REQUIRED ACTION: Reproduce, word for word, everything in the article on Inhumans and mutants from "Gosh, Ms. Marvel" down to "obviously deliberate word.".

SOURCE DOCUMENT:
+ + +

What’s the Difference Between Inhumans and Mutants in the MCU?

What’s the Difference Between Inhumans and Mutants in the MCU?

With Ms. Marvel wrapped up, MCU fans might have some questions about Inhumans and mutants.

Why would they have these questions after Ms. Marvel‘s finale, you might ask?

Well, allow me to just conveniently attach the “spoilers below” warning. You’ve been warned! Come back here when you’ve watched the finale of Ms. Marvel.

Kotaku AU Spoiler Warning

Gosh, Ms. Marvel was a great show, setting up the character perfectly for the MCU while also skirting around the Inhumans storyline, of which Ms. Marvel was a massive part of in the comics. It was probably my favourite of the MCU storylines, but it left a large hole in the MCU with a subtle but quite obviously deliberate word.

‘There’s something different in your genes. Like a mutation,” Bruno, Kamala Khan’s science and technology-loving friend tells her.

mutation you say? Like a… Mutant?

This, of course, caught the attention of many a Marvel fan, like myself: Ms. Marvel (Kamala Khan) has always been written as an Inhuman, as we said earlier, but this quite deliberately implies links to the mutants of the X-Men run of comics. It sets up the MCU’s first mutant.

Some Marvel fans are a bit worried about what it could mean for the future of the MCU, but let me demystify this Terrigen Mist.

Mutants and Inhumans aren’t the same, but they are alike, written for similar creative purposes and portrayed… Genuinely quite similarly (they’ve both had nations, though the Inhumans city is more integral to its story, they’ve both had kick-ass teams made up of some of their best warriors, and they’re both written as metaphors for oppression).

Those are surface level differences, but they cover the broad-strokes. More specifically, mutants were humans born with the X-Gene, and Inhumans were humans that were experimented on by the Kree, becoming their own race. After the detonation of the Terrigen bomb in the comics, people around the world became Inhumans (including Ms. Marvel herself).

+ + +

PROVIDED RECORDS:

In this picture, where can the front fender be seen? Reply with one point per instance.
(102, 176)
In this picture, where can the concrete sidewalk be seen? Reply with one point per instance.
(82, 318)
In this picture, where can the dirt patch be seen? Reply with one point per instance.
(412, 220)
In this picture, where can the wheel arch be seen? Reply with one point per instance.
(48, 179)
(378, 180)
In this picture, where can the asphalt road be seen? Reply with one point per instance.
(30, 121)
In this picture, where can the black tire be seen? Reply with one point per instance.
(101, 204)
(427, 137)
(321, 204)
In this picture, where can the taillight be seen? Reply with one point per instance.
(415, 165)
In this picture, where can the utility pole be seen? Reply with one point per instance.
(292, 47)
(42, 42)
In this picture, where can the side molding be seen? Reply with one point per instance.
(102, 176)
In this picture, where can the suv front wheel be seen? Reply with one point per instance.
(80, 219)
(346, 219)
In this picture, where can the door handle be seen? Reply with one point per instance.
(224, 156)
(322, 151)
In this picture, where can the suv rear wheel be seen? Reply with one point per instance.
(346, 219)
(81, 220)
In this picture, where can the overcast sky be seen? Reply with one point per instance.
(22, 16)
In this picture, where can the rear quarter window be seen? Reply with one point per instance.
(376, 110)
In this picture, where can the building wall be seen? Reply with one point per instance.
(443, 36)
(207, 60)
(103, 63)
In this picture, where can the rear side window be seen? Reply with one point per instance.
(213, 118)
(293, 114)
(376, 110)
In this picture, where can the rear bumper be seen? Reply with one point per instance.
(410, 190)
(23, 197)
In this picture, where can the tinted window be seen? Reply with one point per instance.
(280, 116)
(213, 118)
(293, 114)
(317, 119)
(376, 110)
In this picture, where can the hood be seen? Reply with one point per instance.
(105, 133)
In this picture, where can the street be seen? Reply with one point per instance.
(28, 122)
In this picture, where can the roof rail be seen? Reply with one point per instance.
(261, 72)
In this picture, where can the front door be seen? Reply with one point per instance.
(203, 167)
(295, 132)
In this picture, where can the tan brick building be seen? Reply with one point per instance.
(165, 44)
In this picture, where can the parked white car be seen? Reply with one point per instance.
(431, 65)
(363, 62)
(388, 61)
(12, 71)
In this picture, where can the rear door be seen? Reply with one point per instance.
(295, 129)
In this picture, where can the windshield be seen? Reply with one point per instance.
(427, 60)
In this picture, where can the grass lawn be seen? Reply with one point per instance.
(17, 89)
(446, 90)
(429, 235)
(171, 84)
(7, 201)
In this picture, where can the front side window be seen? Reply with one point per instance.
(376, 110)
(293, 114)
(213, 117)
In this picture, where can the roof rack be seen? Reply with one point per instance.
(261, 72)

+ + +

TASK RESPONSE:
Gosh, Ms. Marvel was a great show, setting up the character perfectly for the MCU while also skirting around the Inhumans storyline, of which Ms. Marvel was a massive part of in the comics. It was probably my favourite of the MCU storylines, but it left a large hole in the MCU with a subtle but quite obviously deliberate word.